» **Exercise directions**
Produce an exact copy of the lines from the line that contains "Where can the white sea" to the end of the listing below.

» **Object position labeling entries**
---

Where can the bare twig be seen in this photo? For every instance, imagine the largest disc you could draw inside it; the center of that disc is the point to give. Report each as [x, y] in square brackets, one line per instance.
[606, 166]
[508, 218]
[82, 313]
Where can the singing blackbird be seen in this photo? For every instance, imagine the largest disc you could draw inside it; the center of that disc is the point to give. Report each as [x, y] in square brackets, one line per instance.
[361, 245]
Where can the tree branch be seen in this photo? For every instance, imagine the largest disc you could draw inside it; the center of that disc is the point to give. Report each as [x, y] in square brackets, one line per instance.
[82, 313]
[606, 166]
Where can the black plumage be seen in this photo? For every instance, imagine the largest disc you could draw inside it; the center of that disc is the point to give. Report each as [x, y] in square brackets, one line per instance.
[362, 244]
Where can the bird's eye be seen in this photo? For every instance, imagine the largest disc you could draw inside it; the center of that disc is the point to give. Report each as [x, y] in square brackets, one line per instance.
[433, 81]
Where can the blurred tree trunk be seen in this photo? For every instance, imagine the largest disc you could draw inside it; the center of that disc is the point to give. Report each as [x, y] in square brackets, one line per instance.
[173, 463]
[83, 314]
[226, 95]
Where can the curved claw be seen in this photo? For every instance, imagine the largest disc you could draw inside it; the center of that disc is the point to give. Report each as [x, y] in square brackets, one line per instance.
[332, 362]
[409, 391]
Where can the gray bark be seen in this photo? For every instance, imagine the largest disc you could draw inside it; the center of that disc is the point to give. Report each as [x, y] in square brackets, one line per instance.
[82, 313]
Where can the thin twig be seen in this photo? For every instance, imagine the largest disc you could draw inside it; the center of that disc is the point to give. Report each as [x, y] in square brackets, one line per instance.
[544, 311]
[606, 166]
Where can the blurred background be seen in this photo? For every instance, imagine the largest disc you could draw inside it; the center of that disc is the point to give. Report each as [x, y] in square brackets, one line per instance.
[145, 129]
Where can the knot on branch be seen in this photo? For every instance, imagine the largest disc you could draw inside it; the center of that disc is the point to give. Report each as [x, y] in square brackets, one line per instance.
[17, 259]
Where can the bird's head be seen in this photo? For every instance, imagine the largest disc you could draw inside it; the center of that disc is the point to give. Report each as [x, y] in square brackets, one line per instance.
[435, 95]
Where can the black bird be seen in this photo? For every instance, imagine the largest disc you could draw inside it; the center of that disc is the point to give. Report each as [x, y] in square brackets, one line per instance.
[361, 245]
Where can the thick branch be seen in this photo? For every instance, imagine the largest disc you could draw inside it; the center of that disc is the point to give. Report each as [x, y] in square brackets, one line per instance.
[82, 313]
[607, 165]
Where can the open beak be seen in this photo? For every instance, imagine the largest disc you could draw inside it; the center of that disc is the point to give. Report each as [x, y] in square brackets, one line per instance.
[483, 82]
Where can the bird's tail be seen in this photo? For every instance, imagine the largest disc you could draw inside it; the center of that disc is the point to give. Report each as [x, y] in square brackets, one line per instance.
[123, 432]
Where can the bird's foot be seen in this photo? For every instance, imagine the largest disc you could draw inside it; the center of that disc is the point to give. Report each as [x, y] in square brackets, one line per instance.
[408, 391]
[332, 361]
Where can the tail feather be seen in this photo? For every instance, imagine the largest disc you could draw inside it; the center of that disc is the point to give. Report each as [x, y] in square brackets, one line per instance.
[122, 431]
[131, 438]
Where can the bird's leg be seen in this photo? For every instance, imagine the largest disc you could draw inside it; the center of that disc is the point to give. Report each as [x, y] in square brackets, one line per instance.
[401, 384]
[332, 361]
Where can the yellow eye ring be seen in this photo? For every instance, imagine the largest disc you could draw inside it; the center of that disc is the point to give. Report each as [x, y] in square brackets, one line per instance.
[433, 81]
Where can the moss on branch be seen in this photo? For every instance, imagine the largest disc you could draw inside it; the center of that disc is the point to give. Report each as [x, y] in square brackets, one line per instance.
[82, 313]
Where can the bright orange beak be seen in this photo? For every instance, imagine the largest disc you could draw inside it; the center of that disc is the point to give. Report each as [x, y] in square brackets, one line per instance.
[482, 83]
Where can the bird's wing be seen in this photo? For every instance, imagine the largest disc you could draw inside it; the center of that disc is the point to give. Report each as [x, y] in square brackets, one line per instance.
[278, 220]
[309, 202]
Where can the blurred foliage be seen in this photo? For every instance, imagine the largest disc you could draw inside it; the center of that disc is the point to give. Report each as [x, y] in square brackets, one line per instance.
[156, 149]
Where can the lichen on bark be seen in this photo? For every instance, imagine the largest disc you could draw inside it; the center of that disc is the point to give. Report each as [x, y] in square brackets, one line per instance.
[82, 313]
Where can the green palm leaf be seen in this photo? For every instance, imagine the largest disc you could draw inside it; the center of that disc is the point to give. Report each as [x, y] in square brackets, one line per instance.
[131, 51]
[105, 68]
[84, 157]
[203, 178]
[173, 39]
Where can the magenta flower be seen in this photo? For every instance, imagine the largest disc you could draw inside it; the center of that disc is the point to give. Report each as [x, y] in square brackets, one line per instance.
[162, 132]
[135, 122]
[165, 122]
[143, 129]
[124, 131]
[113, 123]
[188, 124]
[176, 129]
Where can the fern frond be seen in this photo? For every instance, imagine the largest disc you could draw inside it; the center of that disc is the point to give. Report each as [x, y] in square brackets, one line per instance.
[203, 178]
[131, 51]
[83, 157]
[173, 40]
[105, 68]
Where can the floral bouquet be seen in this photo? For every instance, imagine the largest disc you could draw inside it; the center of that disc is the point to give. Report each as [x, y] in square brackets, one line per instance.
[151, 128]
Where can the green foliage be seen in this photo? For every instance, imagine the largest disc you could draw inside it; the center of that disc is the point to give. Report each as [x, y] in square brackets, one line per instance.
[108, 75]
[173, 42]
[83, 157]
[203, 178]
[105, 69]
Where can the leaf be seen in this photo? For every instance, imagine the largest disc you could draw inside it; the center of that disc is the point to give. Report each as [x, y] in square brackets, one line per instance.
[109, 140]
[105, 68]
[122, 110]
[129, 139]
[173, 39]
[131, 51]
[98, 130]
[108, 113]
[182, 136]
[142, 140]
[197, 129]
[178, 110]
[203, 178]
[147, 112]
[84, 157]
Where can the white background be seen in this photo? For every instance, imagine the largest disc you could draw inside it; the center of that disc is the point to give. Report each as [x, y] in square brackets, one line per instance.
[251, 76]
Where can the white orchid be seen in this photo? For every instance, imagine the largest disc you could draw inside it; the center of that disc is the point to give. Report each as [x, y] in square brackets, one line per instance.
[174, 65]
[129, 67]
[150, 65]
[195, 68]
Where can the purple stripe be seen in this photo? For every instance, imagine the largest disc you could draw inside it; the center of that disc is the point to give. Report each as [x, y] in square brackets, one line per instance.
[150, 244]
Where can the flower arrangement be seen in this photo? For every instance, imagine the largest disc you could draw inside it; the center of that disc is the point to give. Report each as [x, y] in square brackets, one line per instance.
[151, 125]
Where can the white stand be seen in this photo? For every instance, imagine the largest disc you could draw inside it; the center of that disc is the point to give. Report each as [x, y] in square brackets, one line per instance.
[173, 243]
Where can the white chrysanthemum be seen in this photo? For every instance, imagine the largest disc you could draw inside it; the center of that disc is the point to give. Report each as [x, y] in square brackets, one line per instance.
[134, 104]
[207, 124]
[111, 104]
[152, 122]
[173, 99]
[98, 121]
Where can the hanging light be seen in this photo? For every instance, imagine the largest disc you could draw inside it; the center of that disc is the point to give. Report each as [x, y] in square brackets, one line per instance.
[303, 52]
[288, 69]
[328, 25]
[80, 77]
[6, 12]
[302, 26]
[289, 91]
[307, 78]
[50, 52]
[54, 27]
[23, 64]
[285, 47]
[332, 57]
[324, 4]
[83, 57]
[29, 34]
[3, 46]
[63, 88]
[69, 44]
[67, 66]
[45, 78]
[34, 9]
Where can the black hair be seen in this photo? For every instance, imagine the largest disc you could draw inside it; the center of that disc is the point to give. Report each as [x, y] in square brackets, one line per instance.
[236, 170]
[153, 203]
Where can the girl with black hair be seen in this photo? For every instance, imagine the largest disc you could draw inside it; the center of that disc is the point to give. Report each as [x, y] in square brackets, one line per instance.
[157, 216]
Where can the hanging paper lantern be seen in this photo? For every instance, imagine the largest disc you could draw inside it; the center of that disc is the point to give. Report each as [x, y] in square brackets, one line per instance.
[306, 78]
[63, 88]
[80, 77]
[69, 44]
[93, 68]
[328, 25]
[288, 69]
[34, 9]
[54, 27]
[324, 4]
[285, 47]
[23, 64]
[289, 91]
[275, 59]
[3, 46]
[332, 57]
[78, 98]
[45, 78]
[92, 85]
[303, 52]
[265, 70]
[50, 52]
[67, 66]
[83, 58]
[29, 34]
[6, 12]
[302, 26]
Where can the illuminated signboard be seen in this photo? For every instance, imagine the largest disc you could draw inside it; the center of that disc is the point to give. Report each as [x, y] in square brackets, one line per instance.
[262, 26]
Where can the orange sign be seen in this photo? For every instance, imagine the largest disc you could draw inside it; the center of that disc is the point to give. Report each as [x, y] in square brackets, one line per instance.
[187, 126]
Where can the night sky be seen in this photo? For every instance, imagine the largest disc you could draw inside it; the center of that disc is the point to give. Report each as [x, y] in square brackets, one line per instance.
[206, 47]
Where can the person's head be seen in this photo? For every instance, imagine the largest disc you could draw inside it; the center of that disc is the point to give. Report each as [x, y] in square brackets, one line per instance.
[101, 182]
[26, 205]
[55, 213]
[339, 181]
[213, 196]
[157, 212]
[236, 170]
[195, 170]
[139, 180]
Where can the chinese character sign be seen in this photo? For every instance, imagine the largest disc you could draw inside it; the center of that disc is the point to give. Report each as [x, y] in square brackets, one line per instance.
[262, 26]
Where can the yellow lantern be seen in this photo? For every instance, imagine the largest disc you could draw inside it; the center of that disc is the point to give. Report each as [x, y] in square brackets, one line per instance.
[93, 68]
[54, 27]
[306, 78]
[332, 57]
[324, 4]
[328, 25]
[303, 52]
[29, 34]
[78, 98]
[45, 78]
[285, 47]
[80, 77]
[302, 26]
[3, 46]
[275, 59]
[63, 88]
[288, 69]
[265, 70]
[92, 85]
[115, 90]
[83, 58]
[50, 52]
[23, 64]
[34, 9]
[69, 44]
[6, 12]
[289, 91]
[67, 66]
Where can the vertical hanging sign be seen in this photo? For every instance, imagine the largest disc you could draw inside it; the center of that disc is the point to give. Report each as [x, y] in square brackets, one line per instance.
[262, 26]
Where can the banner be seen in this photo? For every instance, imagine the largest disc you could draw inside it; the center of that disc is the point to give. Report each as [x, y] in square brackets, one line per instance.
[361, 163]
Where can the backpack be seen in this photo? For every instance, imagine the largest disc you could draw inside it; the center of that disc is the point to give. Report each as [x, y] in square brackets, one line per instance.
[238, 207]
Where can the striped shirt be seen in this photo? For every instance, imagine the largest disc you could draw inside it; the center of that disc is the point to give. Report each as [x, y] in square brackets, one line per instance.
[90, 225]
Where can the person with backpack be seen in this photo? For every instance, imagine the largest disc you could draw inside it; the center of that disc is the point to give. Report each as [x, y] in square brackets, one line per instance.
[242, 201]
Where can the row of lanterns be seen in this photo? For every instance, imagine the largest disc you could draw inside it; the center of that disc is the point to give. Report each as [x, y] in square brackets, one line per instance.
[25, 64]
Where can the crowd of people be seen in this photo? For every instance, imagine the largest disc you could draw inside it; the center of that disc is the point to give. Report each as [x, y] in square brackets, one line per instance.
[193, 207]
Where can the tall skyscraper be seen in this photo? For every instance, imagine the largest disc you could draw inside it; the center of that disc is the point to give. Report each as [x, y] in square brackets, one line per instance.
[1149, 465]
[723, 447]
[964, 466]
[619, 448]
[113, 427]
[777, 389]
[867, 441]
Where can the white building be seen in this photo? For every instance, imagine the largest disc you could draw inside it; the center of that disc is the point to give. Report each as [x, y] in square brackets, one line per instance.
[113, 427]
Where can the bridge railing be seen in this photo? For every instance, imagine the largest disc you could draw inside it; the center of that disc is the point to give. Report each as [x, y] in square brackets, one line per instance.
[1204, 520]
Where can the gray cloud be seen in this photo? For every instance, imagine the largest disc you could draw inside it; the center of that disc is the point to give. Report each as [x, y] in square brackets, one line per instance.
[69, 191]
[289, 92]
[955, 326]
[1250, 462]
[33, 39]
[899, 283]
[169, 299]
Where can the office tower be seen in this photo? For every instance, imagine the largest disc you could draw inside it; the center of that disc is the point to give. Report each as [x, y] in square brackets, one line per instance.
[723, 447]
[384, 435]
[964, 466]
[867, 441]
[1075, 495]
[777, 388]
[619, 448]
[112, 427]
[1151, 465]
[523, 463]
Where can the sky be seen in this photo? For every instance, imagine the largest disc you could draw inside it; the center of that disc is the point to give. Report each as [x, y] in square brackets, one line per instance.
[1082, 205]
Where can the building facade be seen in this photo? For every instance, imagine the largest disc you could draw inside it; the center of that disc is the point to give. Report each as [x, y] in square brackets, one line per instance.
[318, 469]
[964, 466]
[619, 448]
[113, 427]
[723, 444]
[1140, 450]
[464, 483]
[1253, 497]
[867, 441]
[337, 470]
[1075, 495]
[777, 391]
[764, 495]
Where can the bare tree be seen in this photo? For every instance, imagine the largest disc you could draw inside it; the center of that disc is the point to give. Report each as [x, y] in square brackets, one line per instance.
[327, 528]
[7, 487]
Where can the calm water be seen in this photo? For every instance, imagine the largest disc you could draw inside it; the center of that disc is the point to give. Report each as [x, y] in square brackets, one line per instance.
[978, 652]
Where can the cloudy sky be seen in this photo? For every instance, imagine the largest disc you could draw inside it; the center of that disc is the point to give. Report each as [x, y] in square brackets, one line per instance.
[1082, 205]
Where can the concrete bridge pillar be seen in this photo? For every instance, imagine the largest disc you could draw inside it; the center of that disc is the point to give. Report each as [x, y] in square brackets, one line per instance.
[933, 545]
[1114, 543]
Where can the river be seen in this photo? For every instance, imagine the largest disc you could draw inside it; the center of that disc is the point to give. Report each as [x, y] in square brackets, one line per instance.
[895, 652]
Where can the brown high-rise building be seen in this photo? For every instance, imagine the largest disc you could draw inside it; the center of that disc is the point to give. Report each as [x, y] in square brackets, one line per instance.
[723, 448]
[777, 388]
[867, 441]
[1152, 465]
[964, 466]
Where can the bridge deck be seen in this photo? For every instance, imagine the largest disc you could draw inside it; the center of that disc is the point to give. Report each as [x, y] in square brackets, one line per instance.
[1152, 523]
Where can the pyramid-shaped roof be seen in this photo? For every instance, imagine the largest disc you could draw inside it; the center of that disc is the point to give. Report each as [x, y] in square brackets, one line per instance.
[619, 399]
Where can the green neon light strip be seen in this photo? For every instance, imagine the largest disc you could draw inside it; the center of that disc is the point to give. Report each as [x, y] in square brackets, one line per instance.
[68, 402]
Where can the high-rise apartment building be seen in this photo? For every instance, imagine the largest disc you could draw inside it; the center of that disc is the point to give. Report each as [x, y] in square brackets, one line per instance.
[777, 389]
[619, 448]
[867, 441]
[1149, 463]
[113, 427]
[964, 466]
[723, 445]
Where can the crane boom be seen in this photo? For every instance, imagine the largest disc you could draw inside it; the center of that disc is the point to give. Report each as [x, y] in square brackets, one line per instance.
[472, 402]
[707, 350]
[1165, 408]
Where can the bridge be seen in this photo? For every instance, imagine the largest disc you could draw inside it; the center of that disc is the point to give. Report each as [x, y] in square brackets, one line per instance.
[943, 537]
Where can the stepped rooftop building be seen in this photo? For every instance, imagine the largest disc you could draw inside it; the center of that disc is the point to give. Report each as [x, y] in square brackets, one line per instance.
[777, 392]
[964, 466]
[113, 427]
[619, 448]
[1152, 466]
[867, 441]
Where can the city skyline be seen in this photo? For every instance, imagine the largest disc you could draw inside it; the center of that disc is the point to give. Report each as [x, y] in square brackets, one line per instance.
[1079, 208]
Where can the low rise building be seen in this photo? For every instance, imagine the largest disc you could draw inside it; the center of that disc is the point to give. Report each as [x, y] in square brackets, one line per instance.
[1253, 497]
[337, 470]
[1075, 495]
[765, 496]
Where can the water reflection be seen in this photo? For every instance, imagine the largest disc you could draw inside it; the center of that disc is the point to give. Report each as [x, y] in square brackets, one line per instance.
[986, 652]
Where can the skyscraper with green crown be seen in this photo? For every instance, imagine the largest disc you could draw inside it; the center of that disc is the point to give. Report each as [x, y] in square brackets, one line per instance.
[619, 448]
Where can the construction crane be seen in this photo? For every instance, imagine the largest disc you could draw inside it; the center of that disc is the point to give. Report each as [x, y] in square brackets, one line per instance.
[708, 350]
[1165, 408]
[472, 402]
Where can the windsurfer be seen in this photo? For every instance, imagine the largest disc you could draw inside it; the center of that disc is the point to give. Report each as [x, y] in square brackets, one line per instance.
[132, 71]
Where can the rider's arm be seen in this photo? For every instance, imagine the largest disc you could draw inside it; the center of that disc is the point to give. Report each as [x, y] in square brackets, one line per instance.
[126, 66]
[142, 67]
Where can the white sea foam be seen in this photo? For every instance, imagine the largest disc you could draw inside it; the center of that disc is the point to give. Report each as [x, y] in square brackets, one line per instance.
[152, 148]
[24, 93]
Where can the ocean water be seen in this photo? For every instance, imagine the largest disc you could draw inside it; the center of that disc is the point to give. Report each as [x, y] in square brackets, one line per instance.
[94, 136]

---

» **Answer to the problem**
Where can the white sea foam be seen in this photo? For every instance, imagine the largest disc you could draw inside it; the center of that disc is the point to give. Report each as [x, y] in square brackets, one line per instance.
[152, 148]
[24, 93]
Where can the ocean water be seen in this photo? For every instance, imagine the largest disc you could draw inside it; the center of that disc is the point to give. Report each as [x, y] in square brackets, one line per instance.
[94, 136]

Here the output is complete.